====== 給定文本

首頁 > 軟體

skywalking容器化部署docker映象構建k8s從測試到可用

2022-03-01 10:00:12

前言碎語

skywalking是個非常不錯的apm產品,但是在使用過程中有個非常蛋疼的問題,在基於es的儲存情況下,es的資料一有問題,就會導致整個skywalking web ui服務不可用,然後需要agent端一個服務一個服務的停用,然後服務重新部署後好,全部走一遍。這種問題同樣也會存在skywalking的版本升級迭代中。而且apm 這種過程資料是允許丟棄的,預設skywalking中關於trace的資料記錄只儲存了90分鐘。故博主準備將skywalking的部署容器化,一鍵部署升級。下文是整個skywalking 容器化部署的過程。

目標:將skywalking的docker映象執行在k8s的叢集環境中提供服務

docker映象構建

FROM registry.cn-xx.xx.com/keking/jdk:1.8
ADD apache-skywalking-apm-incubating/  /opt/apache-skywalking-apm-incubating/
RUN ln -sf /usr/share/zoneinfo/Asia/Shanghai  /etc/localtime 
    && echo 'Asia/Shanghai' >/etc/timezone 
    && chmod +x /opt/apache-skywalking-apm-incubating/config/setApplicationEnv.sh 
    && chmod +x /opt/apache-skywalking-apm-incubating/webapp/setWebAppEnv.sh 
    && chmod +x /opt/apache-skywalking-apm-incubating/bin/startup.sh 
    && echo "tail -fn 100 /opt/apache-skywalking-apm-incubating/logs/webapp.log" >> /opt/apache-skywalking-apm-incubating/bin/startup.sh

EXPOSE 8080 10800 11800 12800
CMD /opt/apache-skywalking-apm-incubating/config/setApplicationEnv.sh 
     && sh /opt/apache-skywalking-apm-incubating/webapp/setWebAppEnv.sh 
     && /opt/apache-skywalking-apm-incubating/bin/startup.sh

在編寫Dockerfile時需要考慮幾個問題:skywalking中哪些設定需要動態設定(執行時設定)?怎麼保證程序一直執行(skywalking 的startup.sh和tomcat中 的startup.sh類似)?

============

■ 要求 1: 下列記錄中,哪些行含有字串"shirt"?請將這些行逐一摘出,大小寫須完全相符。

====== 所附記錄

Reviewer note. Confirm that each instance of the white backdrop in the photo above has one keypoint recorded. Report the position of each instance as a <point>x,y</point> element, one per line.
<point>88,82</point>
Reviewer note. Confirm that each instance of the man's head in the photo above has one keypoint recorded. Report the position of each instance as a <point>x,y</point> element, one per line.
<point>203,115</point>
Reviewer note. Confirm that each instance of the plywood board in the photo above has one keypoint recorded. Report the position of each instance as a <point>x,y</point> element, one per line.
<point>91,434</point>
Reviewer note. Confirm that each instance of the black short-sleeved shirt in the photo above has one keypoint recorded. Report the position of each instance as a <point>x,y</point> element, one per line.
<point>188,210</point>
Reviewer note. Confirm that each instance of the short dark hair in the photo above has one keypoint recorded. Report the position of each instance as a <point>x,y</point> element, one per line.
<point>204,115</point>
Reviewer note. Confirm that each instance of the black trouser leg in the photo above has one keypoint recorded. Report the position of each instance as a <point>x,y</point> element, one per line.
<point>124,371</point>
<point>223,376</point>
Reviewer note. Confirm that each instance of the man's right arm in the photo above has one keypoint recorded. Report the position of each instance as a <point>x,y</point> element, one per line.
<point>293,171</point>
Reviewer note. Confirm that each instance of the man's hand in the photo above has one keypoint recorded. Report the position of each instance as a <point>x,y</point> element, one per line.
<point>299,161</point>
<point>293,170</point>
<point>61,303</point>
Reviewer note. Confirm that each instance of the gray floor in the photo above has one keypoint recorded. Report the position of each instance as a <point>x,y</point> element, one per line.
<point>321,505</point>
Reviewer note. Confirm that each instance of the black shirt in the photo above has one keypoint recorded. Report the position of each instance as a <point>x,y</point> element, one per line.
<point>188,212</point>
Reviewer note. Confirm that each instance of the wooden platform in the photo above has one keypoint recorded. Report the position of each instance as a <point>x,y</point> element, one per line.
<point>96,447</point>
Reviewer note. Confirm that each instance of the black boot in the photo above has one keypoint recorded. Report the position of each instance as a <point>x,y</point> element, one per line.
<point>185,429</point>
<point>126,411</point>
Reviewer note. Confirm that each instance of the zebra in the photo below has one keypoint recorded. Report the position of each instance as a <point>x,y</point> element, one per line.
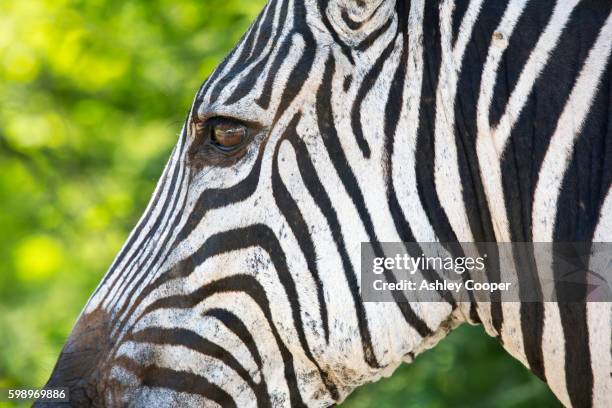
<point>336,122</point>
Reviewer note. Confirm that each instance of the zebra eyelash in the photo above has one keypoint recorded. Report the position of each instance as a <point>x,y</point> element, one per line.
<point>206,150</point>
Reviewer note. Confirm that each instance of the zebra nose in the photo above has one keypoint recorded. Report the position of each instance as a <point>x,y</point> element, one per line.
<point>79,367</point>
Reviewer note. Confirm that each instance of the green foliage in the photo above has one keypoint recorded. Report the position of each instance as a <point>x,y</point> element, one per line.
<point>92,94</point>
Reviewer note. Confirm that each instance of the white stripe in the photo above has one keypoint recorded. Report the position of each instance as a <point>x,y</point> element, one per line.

============

■ 要求 2: 給定文本中 Dockerfile 的 EXPOSE 指令開放了哪些埠?請全部列出。

■ 輸出 1:
Reviewer note. Confirm that each instance of the black short-sleeved shirt in the photo above has one keypoint recorded. Report the position of each instance as a <point>x,y</point> element, one per line.
Reviewer note. Confirm that each instance of the black shirt in the photo above has one keypoint recorded. Report the position of each instance as a <point>x,y</point> element, one per line.

■ 輸出 2: 8080、10800、11800、12800